→ Task: The lines to retype are the one with "Target: small brown rodent" and all that follow it to the end of the entries below; copy them exactly and nothing else.

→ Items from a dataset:
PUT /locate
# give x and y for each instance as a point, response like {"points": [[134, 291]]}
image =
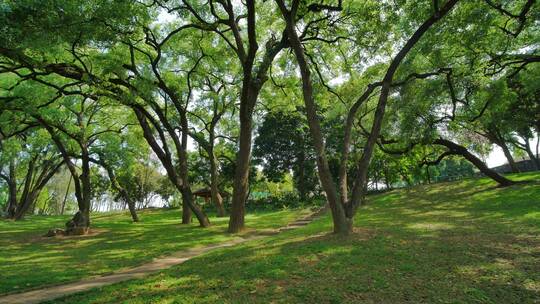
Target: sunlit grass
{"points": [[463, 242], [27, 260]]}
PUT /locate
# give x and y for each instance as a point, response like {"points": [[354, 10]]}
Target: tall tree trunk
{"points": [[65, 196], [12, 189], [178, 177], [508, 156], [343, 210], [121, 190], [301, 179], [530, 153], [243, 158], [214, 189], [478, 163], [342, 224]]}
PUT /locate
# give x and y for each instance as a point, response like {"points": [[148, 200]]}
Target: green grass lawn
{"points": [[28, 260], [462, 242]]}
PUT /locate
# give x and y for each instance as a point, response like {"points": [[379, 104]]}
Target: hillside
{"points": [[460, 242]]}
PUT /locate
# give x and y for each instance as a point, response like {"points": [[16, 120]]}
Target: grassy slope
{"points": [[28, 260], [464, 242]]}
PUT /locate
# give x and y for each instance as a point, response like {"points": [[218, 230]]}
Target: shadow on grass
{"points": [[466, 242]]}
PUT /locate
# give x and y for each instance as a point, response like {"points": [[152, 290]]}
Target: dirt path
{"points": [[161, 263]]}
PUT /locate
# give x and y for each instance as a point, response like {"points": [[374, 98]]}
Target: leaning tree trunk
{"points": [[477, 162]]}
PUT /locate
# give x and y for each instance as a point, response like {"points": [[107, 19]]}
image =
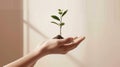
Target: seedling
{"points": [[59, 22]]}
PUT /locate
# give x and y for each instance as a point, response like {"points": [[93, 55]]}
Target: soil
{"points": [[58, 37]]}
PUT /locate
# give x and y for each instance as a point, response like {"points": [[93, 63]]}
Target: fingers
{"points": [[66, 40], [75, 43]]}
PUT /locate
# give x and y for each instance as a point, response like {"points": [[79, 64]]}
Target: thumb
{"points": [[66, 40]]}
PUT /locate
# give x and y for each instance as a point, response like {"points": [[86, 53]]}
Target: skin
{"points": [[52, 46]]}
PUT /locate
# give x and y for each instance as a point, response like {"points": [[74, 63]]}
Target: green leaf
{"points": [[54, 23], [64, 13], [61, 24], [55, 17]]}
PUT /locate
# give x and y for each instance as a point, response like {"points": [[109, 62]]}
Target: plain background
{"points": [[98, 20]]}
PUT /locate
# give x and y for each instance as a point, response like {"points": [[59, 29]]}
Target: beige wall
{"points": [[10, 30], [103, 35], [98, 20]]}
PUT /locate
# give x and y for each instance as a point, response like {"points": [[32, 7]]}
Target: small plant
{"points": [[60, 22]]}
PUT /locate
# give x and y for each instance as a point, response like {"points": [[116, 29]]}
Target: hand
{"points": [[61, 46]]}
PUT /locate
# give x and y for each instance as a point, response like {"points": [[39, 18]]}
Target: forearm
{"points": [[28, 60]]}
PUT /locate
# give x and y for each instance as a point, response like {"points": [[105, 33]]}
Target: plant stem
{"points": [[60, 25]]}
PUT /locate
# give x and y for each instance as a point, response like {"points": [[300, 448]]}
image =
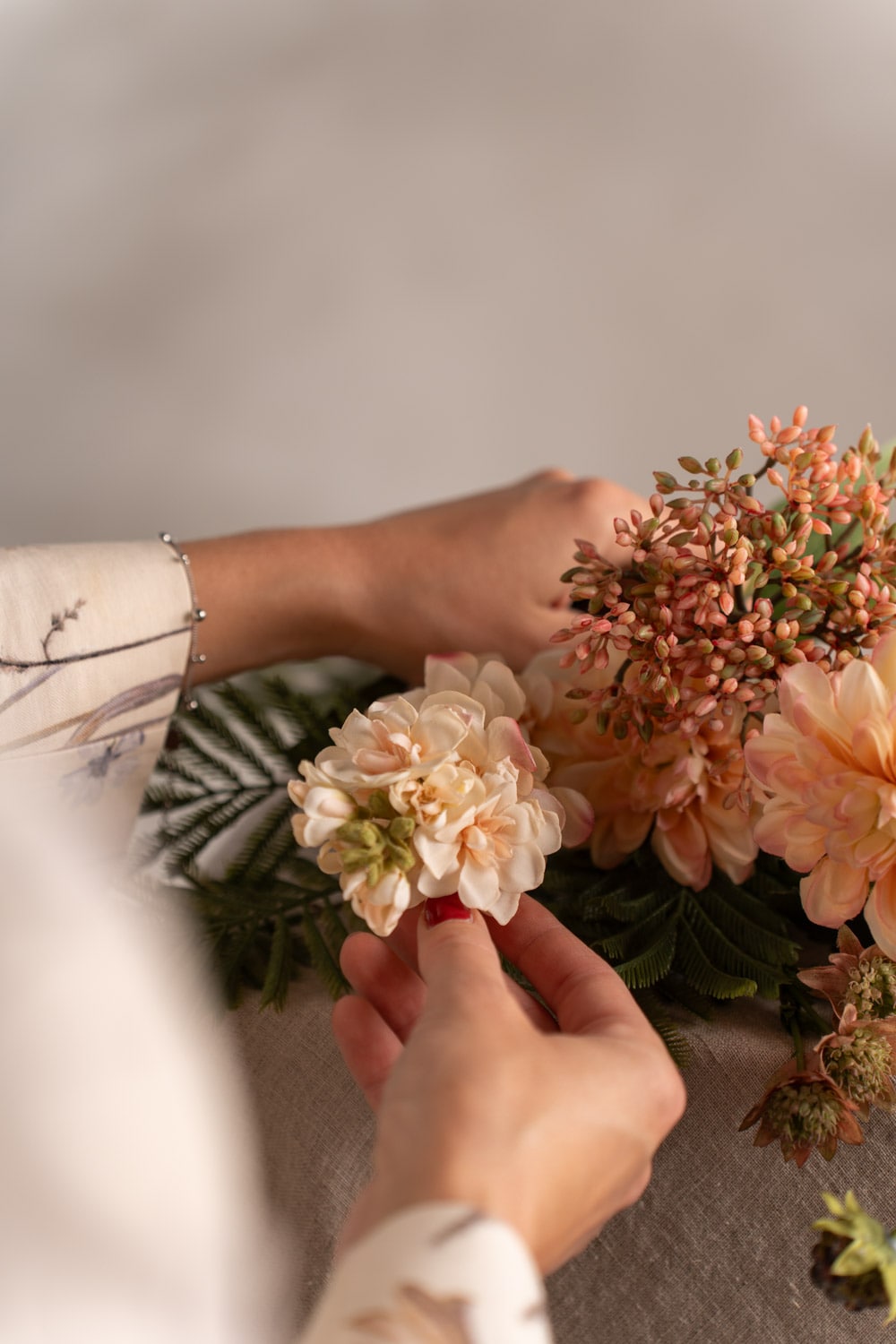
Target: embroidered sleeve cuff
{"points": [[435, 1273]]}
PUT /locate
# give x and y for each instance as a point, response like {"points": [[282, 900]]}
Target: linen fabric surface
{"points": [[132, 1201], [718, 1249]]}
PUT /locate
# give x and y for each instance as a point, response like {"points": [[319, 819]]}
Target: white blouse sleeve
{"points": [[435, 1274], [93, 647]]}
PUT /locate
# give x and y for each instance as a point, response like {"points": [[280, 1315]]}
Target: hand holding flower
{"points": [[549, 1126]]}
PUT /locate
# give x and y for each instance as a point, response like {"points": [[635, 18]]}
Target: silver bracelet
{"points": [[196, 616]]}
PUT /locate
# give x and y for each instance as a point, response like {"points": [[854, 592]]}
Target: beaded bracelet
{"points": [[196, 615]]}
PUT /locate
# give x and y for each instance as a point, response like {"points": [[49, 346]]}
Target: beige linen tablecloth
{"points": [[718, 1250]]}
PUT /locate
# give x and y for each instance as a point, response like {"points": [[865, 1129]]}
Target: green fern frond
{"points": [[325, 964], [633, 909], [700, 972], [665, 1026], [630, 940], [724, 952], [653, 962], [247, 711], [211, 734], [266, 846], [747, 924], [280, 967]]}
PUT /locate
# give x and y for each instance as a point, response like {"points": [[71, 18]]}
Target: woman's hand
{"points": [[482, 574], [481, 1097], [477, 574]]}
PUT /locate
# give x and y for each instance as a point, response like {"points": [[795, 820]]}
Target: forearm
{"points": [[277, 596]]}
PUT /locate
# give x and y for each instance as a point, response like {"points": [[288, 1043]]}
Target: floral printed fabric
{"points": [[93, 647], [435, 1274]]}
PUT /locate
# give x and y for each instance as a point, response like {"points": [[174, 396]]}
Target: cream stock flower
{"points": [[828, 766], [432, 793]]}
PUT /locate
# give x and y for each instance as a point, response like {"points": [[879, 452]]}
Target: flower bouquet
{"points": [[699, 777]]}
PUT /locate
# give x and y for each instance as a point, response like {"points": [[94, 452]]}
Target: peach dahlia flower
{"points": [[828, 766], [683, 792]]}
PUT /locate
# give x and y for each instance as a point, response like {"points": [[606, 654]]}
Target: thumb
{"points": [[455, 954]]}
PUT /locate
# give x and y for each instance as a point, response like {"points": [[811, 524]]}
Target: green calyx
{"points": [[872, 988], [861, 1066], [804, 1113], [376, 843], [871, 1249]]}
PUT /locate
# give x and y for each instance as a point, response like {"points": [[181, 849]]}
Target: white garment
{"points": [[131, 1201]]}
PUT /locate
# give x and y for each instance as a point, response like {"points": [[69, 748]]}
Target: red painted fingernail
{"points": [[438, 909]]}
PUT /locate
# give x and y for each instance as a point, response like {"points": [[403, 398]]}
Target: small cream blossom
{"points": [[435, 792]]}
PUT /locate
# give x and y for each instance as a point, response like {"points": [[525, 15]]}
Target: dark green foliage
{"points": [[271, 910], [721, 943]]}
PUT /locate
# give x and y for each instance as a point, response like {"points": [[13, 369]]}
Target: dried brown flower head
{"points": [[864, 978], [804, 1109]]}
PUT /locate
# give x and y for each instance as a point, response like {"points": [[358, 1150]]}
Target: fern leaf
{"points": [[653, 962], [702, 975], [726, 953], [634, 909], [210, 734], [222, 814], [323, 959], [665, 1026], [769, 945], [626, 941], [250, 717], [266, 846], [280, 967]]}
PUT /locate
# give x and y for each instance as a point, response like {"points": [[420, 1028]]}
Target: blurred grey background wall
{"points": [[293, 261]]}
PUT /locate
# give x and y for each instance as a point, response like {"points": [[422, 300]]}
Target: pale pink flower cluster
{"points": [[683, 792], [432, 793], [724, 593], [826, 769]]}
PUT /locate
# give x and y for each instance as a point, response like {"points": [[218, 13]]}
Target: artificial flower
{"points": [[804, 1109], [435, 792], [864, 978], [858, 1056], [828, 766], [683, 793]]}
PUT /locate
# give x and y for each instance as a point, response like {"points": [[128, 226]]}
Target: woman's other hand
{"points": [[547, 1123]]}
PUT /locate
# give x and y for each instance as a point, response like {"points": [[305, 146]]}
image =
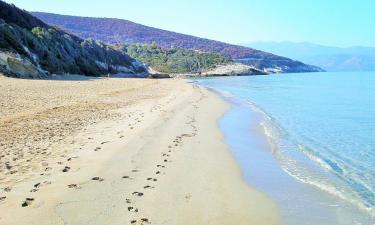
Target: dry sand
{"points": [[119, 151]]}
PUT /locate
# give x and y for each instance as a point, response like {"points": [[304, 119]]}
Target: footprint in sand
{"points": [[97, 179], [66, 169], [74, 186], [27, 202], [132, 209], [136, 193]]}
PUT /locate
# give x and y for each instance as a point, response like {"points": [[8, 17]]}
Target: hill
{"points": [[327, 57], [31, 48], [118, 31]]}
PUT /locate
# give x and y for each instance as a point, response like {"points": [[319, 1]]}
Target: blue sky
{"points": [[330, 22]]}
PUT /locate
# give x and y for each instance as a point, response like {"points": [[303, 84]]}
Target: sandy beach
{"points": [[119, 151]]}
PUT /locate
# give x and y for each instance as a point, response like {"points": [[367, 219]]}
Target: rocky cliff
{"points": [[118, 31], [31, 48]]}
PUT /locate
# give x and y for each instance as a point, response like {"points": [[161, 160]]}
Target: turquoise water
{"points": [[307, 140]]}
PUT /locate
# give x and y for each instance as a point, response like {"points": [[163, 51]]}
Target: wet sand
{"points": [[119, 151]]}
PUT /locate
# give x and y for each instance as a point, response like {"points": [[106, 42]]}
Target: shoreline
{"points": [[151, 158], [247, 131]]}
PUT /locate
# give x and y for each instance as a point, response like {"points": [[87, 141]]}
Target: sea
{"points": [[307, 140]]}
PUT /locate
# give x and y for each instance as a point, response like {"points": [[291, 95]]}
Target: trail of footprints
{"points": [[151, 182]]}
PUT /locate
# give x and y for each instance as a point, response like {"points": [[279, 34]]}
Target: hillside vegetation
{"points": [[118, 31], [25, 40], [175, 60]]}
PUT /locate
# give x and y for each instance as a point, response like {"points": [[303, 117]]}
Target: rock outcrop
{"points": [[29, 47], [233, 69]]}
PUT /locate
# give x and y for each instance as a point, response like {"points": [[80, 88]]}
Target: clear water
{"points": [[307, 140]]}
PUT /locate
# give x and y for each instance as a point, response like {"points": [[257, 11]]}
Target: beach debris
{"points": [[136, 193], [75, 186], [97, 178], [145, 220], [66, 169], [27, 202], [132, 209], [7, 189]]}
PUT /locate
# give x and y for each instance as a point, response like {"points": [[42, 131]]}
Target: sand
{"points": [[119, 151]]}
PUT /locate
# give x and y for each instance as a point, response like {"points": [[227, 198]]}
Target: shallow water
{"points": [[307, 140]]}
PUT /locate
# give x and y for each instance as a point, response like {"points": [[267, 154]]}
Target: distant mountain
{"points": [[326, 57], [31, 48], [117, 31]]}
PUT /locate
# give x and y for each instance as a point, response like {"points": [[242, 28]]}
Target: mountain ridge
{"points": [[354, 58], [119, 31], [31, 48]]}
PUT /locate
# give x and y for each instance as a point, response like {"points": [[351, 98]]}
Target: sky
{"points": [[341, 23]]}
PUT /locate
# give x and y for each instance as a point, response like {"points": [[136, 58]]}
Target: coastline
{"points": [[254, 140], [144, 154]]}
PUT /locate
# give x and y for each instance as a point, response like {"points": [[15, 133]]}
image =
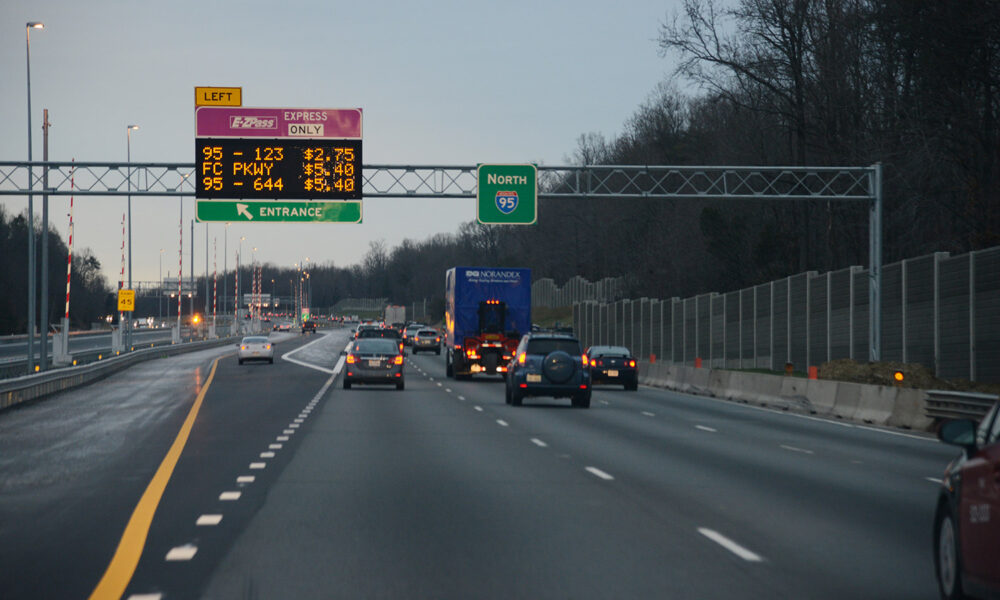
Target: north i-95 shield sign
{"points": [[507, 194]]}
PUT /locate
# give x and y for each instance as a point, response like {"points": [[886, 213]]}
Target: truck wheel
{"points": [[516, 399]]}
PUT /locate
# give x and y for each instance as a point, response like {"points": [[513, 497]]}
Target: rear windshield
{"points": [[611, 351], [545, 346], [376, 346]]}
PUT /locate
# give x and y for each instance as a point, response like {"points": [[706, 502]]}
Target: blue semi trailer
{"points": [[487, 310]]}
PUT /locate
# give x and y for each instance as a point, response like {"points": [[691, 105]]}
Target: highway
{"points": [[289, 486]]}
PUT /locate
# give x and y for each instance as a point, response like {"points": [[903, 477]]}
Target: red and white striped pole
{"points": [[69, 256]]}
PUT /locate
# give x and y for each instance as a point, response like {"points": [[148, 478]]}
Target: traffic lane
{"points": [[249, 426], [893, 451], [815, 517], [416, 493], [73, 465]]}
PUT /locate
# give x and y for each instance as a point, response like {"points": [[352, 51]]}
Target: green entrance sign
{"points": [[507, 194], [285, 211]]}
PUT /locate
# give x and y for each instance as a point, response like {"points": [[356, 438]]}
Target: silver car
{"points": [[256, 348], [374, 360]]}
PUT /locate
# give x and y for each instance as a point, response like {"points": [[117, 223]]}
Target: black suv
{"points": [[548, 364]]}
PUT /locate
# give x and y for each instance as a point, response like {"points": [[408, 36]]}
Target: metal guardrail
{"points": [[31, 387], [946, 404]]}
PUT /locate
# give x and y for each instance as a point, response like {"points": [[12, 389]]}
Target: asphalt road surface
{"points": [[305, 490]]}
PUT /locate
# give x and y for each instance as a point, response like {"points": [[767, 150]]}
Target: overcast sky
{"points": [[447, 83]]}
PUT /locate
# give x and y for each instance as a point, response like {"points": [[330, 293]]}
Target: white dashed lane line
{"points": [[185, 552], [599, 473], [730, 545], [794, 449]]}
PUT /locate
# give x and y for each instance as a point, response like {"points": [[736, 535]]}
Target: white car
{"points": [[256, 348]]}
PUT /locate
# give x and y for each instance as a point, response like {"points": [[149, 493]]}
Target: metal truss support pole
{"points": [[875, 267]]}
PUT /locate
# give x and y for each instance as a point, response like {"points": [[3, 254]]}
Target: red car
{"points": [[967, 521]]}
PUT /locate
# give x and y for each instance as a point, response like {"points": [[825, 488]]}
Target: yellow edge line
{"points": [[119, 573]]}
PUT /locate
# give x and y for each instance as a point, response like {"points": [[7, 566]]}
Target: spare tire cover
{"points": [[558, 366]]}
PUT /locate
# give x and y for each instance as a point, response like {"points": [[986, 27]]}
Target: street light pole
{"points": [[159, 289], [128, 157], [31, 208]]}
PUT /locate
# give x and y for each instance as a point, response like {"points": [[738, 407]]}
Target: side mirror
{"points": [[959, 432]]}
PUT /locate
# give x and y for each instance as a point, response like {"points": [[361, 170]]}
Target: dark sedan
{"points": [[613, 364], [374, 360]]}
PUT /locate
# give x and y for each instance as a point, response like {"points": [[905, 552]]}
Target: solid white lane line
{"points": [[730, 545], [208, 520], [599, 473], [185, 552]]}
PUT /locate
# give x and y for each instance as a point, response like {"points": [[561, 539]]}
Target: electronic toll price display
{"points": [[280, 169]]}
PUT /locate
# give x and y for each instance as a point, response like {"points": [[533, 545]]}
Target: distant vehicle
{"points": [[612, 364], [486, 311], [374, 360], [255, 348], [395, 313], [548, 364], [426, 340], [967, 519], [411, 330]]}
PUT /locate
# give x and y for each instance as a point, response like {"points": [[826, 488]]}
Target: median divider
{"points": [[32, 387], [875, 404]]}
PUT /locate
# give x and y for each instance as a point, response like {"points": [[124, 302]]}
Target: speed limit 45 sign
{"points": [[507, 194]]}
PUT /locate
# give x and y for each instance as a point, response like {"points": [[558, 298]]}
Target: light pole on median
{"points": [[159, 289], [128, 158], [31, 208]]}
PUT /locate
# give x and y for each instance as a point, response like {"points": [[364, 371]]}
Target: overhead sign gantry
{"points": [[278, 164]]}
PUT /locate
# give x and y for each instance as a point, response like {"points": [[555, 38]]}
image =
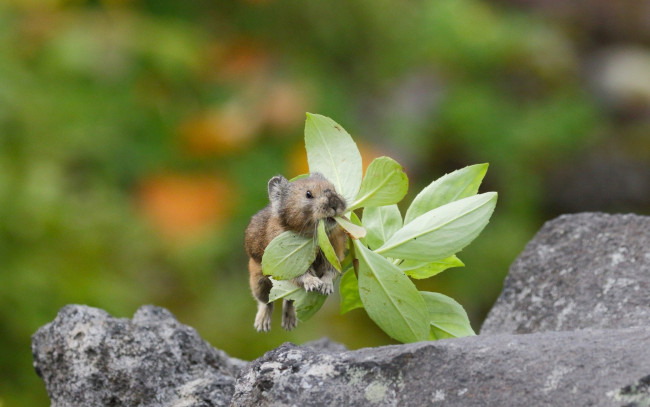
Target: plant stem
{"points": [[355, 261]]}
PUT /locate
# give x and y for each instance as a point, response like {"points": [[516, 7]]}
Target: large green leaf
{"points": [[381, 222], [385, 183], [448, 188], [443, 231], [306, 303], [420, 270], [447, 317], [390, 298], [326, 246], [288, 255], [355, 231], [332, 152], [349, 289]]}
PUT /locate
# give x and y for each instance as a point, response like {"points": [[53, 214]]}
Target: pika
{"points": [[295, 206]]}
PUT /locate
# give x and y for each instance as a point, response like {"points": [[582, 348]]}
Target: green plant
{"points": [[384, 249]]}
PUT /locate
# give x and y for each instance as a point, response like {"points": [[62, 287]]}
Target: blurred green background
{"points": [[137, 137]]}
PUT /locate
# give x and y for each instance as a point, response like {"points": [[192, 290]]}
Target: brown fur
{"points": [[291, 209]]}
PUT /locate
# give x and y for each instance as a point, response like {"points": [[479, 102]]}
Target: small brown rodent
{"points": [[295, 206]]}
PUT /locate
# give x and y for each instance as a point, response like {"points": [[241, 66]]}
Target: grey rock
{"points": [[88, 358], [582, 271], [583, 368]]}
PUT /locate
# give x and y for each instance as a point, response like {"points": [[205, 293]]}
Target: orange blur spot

→ Final answer:
Target: small brown rodent
{"points": [[295, 206]]}
PUT /locate
# give x and y for each instance as a point, response like {"points": [[241, 66]]}
Target: grey rock
{"points": [[88, 358], [582, 271], [583, 368]]}
PUT /locate
# give x and y for each instance as a point, response like {"points": [[205, 293]]}
Target: orange blur spot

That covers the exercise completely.